_Exercise requirements_
Every record below, from first to last, should be copied exactly; leave the pictures out.

_Dataset content_
>>

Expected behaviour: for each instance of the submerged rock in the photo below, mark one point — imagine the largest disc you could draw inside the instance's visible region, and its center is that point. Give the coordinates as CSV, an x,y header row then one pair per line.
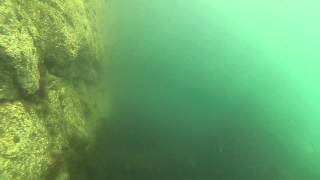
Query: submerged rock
x,y
48,49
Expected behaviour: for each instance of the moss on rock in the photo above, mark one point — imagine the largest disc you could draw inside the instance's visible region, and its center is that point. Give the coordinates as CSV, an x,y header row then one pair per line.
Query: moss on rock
x,y
48,49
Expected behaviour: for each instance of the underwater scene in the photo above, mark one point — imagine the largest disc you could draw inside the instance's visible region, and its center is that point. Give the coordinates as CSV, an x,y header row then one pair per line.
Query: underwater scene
x,y
159,90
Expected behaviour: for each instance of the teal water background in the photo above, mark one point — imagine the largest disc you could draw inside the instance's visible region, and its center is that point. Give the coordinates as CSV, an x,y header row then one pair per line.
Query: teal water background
x,y
204,90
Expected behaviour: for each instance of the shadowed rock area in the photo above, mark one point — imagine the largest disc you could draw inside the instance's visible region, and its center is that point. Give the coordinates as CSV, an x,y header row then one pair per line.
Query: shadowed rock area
x,y
49,66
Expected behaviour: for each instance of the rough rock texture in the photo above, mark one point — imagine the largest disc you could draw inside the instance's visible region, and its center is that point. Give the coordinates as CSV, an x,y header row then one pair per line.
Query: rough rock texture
x,y
49,59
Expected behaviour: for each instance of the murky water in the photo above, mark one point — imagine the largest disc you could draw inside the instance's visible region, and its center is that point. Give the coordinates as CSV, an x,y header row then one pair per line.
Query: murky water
x,y
203,90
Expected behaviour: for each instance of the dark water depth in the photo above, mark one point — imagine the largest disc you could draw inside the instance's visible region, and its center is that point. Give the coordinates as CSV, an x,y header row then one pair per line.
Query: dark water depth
x,y
211,90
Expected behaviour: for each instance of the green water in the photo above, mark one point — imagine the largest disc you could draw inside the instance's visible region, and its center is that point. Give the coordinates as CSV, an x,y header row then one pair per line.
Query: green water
x,y
211,89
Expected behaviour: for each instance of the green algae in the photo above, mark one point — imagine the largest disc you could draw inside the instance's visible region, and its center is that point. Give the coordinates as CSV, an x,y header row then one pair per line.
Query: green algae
x,y
48,63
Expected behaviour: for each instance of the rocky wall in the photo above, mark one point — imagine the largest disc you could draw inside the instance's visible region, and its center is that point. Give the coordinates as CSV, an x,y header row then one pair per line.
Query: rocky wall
x,y
49,69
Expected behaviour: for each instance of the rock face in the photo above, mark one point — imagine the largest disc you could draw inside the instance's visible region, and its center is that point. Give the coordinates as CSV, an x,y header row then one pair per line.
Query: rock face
x,y
49,59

<<

_Answer area_
Expected behaviour: for each instance of the submerged rock in the photo below, mark one point — imagine the largest disc you could draw inside the instance's visible region, and its center is that point. Give the coordinates as CSV, an x,y header row then one pair per line.
Query: submerged rock
x,y
48,49
Expected behaviour: for each instance of the moss on rock in the photo above, mark one point — imagine the largest disc you could draw inside the instance's visible region, and its center is that point. Give the coordinates as CSV, an x,y header row then one pair per line.
Query: moss on rock
x,y
48,49
Expected behaviour: for each instance of the underwater scene in the photo above, mark one point — imagine the largest disc you could draw inside the instance's visible region, and its center is that point. Give the coordinates as CSV, an x,y header row then one pair per line.
Query: underwater scene
x,y
159,90
Expected behaviour: for each instance of the teal water background in the photo above, mark one point — imagine the largest disc you could draw inside the instance's visible region, and its center is that point. Give the coordinates as CSV, an x,y header row then one pair per line.
Query: teal water background
x,y
204,90
Expected behaviour: for each instance of the shadowed rock area in the photo above, mark one point — imagine the largest disc you could draw inside the instance's visible region, and its center is that point. Give the coordinates as CSV, an x,y header row then one pair per line.
Query: shadowed rock area
x,y
49,66
Expected behaviour: for each instance of the rough rock texture in the photo above, mark one point — imagine the largest disc you could draw inside the instance's visible region, and its center is that point. Give the coordinates as CSV, an x,y header row then one pair per line.
Query: rough rock texture
x,y
49,59
Expected behaviour: for each instance of the murky water in the photo above, mark one point — imagine the largest disc you could draw inside the instance's visible region, and its center is that point. Give the coordinates as CSV, an x,y header row then one pair per line.
Query: murky water
x,y
203,90
Expected behaviour: for each instance of the dark water depth in the photo above, mark one point — imagine the largest disc you could draw inside the instance's visible region, and its center is that point. Give the coordinates as CSV, an x,y header row then one pair per line.
Query: dark water depth
x,y
211,90
Expected behaviour: for each instance of the green water in the photo above, mark one point — imagine the largest disc you could draw inside the instance's visible region, and its center is that point. Give the coordinates as CSV, an x,y header row then one pair per line.
Query: green water
x,y
211,89
Expected behaviour: for each instance of the green algae in the photo above, mark one point — imagine the largest disc you could draw inside the instance's visible region, and its center is that point. Give the coordinates as CSV, an x,y header row then one pair per line.
Query: green algae
x,y
48,63
Expected behaviour: for each instance of the rocky wall in the photo above, mark one point — imagine the largest disc you could draw inside the instance's visible region, and its center is that point. Give the coordinates as CSV, an x,y header row then one pair per line.
Query: rocky wall
x,y
49,69
Expected behaviour: for each instance of the rock face in the photo above, mark one point — imagine the largest disc you could draw inside the instance's visible region, and its center is that point. Give the coordinates as CSV, an x,y header row then one pair per line.
Query: rock face
x,y
49,59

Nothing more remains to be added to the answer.